### PAGE EXCERPT:
---

Lene Lovich Band in Amadora

photo: concert registration

Home.

It´s 1980, more or less. It´s raining as hell and my friend Tom drags me all the way through town to visit one of his weird friends. He has a lot of those. Floating fairy boys who are high on acetone, teen prostitutes who’ll never reach twenty-five, would-be gangsters and dangerous drug dealers, thieves, pickpockets and Bennie.

Bennie, Tom tells me, is weird but in a different way. He has a relatively normal job in the music business and he just got back in town after traveling with some band for the biggest Mojo, the biggest promotor at the time, so we have to visit him. He may be on a plane again tomorrow.

Just a few minutes after entering Bennie’s apartment, we are sitting comfortably on his big leather sofa. Sipping hot coffee from bright red mugs – Bennie always has coffee, it’s as if he knows you’re coming – while he runs back and forth between the kitchen, the living room and the toilet. He just got out of bed, he tells us, sorry for the mess, but two weeks on the road with a band has that result. One moment he is standing right in front of us, gesturing at the bag of weed on the table, talking about Berlin and the next his voice comes from the bathroom and Iron Maiden is the subject.

The walls of his apartment are lined with posters of bands that he did and did not work with; Kiss, Iron Maiden, Angel, Grobschnitt, Scorpions and many more.

---

Data records:
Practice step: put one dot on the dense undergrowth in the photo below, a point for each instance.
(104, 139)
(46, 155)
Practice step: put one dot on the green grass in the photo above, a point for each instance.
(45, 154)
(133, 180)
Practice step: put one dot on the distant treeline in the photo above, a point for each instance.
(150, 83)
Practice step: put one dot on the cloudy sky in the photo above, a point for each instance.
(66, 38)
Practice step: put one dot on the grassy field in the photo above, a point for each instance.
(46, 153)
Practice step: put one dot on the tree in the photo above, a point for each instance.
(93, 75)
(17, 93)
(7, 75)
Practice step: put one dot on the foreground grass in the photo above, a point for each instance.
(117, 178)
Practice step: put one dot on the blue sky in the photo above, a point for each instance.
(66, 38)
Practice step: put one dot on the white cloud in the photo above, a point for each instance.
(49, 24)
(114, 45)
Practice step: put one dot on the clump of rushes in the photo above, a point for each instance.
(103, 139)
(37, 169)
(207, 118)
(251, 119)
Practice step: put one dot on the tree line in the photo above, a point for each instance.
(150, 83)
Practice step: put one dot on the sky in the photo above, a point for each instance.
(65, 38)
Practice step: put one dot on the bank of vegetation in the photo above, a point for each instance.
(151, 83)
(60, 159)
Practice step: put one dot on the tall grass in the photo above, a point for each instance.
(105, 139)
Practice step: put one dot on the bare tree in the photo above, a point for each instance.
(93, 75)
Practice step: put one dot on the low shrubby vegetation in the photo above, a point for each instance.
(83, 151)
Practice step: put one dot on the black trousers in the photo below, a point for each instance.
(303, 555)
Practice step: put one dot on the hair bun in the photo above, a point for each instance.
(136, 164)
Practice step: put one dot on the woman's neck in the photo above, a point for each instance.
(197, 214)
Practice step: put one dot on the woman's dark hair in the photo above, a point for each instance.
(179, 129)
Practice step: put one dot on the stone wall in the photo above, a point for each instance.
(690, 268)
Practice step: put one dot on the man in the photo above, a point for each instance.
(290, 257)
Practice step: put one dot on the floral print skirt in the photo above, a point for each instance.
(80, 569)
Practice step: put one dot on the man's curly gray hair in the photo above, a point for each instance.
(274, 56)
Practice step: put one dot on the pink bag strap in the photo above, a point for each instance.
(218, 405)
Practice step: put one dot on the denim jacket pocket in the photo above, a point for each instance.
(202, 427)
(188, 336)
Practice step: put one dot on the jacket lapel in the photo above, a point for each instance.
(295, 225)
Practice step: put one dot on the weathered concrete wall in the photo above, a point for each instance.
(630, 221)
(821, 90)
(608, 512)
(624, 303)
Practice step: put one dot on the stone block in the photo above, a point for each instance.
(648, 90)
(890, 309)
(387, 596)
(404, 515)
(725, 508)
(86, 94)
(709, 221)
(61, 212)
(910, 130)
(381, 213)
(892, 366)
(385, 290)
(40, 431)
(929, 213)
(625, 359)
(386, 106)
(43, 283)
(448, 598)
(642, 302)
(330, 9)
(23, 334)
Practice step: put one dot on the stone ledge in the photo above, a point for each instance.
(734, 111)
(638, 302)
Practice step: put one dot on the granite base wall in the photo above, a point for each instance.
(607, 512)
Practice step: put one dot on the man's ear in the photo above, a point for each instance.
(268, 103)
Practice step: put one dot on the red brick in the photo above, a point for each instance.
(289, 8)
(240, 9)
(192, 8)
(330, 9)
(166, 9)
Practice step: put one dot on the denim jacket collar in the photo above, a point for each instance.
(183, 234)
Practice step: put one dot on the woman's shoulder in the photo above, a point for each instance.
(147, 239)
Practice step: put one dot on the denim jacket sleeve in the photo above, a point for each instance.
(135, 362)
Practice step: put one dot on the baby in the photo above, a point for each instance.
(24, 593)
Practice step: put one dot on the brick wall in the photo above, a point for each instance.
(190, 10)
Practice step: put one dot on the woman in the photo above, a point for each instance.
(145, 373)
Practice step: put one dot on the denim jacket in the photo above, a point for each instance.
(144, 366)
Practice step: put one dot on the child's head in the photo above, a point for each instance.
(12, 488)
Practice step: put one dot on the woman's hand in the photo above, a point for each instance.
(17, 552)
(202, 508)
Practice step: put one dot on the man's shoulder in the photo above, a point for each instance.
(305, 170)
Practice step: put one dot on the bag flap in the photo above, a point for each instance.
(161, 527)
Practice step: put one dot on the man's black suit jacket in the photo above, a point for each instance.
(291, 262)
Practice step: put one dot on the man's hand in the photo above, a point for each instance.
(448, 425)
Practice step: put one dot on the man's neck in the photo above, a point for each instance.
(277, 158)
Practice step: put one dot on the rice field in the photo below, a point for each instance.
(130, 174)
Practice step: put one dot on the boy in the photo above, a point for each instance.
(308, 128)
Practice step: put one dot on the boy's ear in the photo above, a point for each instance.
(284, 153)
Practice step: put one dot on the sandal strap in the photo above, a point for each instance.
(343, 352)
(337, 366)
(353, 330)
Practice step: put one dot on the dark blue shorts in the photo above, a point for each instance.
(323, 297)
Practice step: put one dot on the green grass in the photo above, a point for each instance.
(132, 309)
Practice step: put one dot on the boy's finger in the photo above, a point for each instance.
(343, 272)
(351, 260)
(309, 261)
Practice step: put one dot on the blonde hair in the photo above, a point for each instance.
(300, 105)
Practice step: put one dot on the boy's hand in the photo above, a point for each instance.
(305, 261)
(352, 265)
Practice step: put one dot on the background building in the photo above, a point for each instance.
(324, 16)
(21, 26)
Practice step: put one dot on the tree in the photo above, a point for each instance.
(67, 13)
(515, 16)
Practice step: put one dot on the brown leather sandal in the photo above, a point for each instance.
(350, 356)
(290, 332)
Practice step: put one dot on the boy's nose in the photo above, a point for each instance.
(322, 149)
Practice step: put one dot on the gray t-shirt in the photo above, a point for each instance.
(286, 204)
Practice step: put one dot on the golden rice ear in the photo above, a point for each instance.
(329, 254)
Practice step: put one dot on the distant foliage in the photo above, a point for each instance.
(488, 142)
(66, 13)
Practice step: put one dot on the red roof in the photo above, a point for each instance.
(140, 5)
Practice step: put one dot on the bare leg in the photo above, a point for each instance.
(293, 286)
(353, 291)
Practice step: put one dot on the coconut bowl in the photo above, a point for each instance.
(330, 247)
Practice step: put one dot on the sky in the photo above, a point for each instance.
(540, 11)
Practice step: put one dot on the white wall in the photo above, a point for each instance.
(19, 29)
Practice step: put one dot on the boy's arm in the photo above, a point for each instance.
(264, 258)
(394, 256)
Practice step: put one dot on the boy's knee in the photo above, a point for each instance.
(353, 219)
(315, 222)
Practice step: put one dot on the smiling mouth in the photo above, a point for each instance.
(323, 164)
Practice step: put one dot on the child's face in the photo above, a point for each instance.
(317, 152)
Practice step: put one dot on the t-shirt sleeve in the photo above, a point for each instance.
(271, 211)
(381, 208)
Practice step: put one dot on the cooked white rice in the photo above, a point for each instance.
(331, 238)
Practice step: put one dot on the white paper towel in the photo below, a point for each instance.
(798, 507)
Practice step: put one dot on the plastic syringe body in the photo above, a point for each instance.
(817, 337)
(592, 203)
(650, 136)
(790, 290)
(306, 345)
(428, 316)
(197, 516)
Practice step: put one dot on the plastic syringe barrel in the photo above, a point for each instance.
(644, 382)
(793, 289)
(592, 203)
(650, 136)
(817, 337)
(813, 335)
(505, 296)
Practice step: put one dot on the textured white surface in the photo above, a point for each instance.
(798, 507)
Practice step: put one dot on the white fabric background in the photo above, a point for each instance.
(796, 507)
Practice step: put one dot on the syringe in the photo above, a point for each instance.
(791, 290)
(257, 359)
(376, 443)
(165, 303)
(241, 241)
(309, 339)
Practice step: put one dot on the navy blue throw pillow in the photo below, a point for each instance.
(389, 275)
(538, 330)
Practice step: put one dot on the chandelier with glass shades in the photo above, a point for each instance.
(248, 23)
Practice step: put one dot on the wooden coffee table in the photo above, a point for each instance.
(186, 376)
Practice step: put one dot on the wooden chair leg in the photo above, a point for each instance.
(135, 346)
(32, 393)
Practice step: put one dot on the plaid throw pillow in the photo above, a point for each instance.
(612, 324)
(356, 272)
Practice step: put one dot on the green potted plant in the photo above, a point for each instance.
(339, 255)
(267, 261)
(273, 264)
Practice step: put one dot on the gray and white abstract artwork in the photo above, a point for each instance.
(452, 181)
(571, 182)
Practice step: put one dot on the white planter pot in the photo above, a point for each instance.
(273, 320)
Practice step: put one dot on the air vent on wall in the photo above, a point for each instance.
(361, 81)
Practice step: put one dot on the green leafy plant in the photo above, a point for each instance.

---

### LIST OF TASKS:
1. Print, word for word, the part of the story about Bennie that opens with the words containing "Just a few minutes" and closes with "and many more.".
2. Which bands does the story about Bennie name among the posters on the walls of his apartment?

### ANSWERS FOR THE EXERCISE:
1.
Just a few minutes after entering Bennie’s apartment, we are sitting comfortably on his big leather sofa. Sipping hot coffee from bright red mugs – Bennie always has coffee, it’s as if he knows you’re coming – while he runs back and forth between the kitchen, the living room and the toilet. He just got out of bed, he tells us, sorry for the mess, but two weeks on the road with a band has that result. One moment he is standing right in front of us, gesturing at the bag of weed on the table, talking about Berlin and the next his voice comes from the bathroom and Iron Maiden is the subject.

The walls of his apartment are lined with posters of bands that he did and did not work with; Kiss, Iron Maiden, Angel, Grobschnitt, Scorpions and many more.

2. Kiss, Iron Maiden, Angel, Grobschnitt, Scorpions